Set task »
Reproduce every line of the material below without any change.

Given records »
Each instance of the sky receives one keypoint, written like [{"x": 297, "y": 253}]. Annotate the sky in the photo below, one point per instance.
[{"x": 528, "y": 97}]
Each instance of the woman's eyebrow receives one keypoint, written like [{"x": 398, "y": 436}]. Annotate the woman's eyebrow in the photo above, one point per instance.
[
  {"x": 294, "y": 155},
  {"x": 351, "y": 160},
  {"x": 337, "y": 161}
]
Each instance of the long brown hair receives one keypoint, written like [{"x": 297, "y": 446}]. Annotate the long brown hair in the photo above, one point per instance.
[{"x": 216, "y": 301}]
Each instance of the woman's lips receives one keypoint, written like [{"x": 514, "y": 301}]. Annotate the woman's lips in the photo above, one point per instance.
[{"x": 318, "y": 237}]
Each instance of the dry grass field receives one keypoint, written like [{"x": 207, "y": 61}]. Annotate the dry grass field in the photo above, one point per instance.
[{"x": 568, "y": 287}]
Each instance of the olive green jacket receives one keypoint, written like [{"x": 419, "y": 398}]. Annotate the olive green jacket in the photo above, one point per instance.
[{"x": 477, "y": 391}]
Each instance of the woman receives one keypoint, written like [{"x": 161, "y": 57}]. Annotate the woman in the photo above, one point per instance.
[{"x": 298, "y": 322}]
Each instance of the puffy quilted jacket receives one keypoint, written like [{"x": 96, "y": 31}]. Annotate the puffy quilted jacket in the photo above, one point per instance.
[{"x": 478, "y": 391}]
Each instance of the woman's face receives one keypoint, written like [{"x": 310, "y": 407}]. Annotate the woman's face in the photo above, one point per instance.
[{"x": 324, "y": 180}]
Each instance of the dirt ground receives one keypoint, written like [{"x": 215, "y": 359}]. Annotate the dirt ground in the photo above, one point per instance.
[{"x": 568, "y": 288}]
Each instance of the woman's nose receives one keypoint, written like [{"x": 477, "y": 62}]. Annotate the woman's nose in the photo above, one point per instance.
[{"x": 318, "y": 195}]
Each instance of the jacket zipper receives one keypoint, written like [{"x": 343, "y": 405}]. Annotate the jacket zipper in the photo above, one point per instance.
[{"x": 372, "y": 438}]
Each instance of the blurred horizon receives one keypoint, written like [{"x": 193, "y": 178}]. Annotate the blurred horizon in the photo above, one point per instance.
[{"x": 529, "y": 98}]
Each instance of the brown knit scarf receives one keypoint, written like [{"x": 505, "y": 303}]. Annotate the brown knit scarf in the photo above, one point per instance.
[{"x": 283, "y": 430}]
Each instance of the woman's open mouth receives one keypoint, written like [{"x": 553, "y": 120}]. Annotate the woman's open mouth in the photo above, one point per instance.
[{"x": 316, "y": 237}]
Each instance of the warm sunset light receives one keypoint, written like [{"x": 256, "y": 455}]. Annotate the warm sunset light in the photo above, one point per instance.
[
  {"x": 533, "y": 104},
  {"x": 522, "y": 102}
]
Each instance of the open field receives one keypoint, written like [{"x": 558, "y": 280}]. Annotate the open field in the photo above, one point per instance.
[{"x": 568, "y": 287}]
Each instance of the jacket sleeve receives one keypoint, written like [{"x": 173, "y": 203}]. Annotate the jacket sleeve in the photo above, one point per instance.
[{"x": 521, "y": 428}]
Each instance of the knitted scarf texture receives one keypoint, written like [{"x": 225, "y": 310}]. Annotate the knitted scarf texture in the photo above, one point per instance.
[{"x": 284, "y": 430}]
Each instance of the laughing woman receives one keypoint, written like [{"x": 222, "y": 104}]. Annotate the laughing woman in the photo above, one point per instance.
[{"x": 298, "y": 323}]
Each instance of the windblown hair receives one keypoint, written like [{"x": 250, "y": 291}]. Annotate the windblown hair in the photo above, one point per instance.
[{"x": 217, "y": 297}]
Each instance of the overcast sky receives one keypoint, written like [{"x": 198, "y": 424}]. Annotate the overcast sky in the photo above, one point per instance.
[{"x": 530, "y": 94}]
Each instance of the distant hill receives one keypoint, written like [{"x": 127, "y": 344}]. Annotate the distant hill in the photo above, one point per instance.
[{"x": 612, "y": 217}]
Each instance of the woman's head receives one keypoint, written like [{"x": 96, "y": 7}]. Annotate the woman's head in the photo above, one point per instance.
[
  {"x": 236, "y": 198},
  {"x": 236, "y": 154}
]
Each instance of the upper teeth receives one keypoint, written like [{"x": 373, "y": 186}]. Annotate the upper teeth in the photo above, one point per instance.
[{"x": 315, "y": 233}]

Result for this exercise »
Each instance of the sky receives one keypoint, written like [{"x": 297, "y": 253}]. Annotate the sky in the photo below, one point per instance.
[{"x": 528, "y": 97}]
Each instance of the woman's eyebrow receives one keypoint, written like [{"x": 398, "y": 436}]. Annotate the woman's eyebrow in the photo above, one point per instance.
[
  {"x": 294, "y": 155},
  {"x": 351, "y": 160},
  {"x": 337, "y": 161}
]
Each instance of the long brown hair receives one keypoint, written like [{"x": 297, "y": 446}]. Annotate the long brown hair in the photo above, one point per instance.
[{"x": 216, "y": 301}]
Each instance of the woman's lips receives one keypoint, written like [{"x": 514, "y": 301}]. Annotate the woman's lips in the photo above, one point per instance.
[{"x": 318, "y": 237}]
Each instance of the dry grass field receives one keypoint, written like [{"x": 207, "y": 61}]. Annotate the dry grass field in the photo above, one point per instance.
[{"x": 568, "y": 287}]
Each instance of the olive green jacket receives one keypoint, written like [{"x": 419, "y": 398}]. Annotate the olive green jacket in the photo above, one point per instance.
[{"x": 477, "y": 391}]
Each instance of the woman receives one keypoint, written like [{"x": 161, "y": 57}]. Annotate the woman in the photo above, one point per instance.
[{"x": 298, "y": 322}]
Each instance of the puffy quilted jacket receives one keypoint, written like [{"x": 96, "y": 31}]. Annotate the puffy quilted jacket in the photo above, one point per instance.
[{"x": 478, "y": 391}]
Each instance of the woman's face receives one keypoint, written like [{"x": 310, "y": 407}]. Annotate the woman's face in the photo above, one point per instance.
[{"x": 324, "y": 180}]
Each instance of the dirt ground receives one keypoint, written like [{"x": 215, "y": 359}]. Annotate the dirt ground in the photo above, one point per instance.
[{"x": 568, "y": 288}]
Each instance of the woman's nose receives one keypoint, written like [{"x": 477, "y": 62}]. Annotate the woman's nose in the photo above, one point per instance.
[{"x": 318, "y": 195}]
Each instance of the jacket zipper receives one keypoint, written like [{"x": 343, "y": 405}]. Annotate the jacket zipper in the photo above, one point per instance.
[{"x": 372, "y": 438}]
Each instance of the blurred horizon receives one keypoint, written like [{"x": 193, "y": 178}]. Annotate the blurred horizon in the photo above, one point per instance.
[{"x": 529, "y": 98}]
Each instance of the brown knit scarf receives one keypoint, written like [{"x": 505, "y": 303}]. Annotate the brown knit scarf in the photo above, one point per instance.
[{"x": 283, "y": 430}]
Each instance of the woman's open mouth receives one keypoint, written like [{"x": 553, "y": 120}]. Annotate the woman's open mouth in the photo above, one point per instance.
[{"x": 316, "y": 237}]
Each instance of the warm sunset light receives one keypoint, written like [{"x": 256, "y": 455}]. Annotate the warm sunset light in the photo above, one point per instance.
[
  {"x": 533, "y": 104},
  {"x": 522, "y": 102}
]
Each instance of the open field receives one keypoint, written like [{"x": 558, "y": 280}]. Annotate the open field in the photo above, one point per instance.
[{"x": 568, "y": 287}]
Each instance of the jacket sleeve receives one keypoint, written like [{"x": 173, "y": 203}]. Annotate the jacket sleeve in the photo above, one point per instance.
[{"x": 521, "y": 428}]
Each instance of the knitted scarf texture receives one keypoint, written like [{"x": 225, "y": 310}]. Annotate the knitted scarf texture in the photo above, one point per instance.
[{"x": 284, "y": 430}]
Each instance of the laughing woman receives one keypoint, written like [{"x": 222, "y": 104}]. Annotate the laughing woman in the photo above, one point per instance.
[{"x": 298, "y": 323}]
Each instance of the windblown hair receives one keypoint, written like [{"x": 250, "y": 291}]. Annotate the windblown hair in the photo above, one point per instance.
[{"x": 217, "y": 297}]
Each instance of the overcast sky receives one keypoint, written like [{"x": 198, "y": 424}]. Annotate the overcast sky in the photo above, one point per instance.
[{"x": 530, "y": 94}]
Each instance of the distant hill receives one keypoint, written like [{"x": 127, "y": 344}]. Annotate the distant hill in the photo above, one point per instance.
[{"x": 612, "y": 217}]
Each instance of the woman's head receives one keypoint, written like [{"x": 96, "y": 7}]. Annotate the woman's head in the photo above, one point per instance.
[
  {"x": 236, "y": 198},
  {"x": 236, "y": 154}
]
Each instance of the upper teeth receives one keypoint, written like [{"x": 373, "y": 186}]. Annotate the upper teeth in the photo above, one point per instance.
[{"x": 315, "y": 233}]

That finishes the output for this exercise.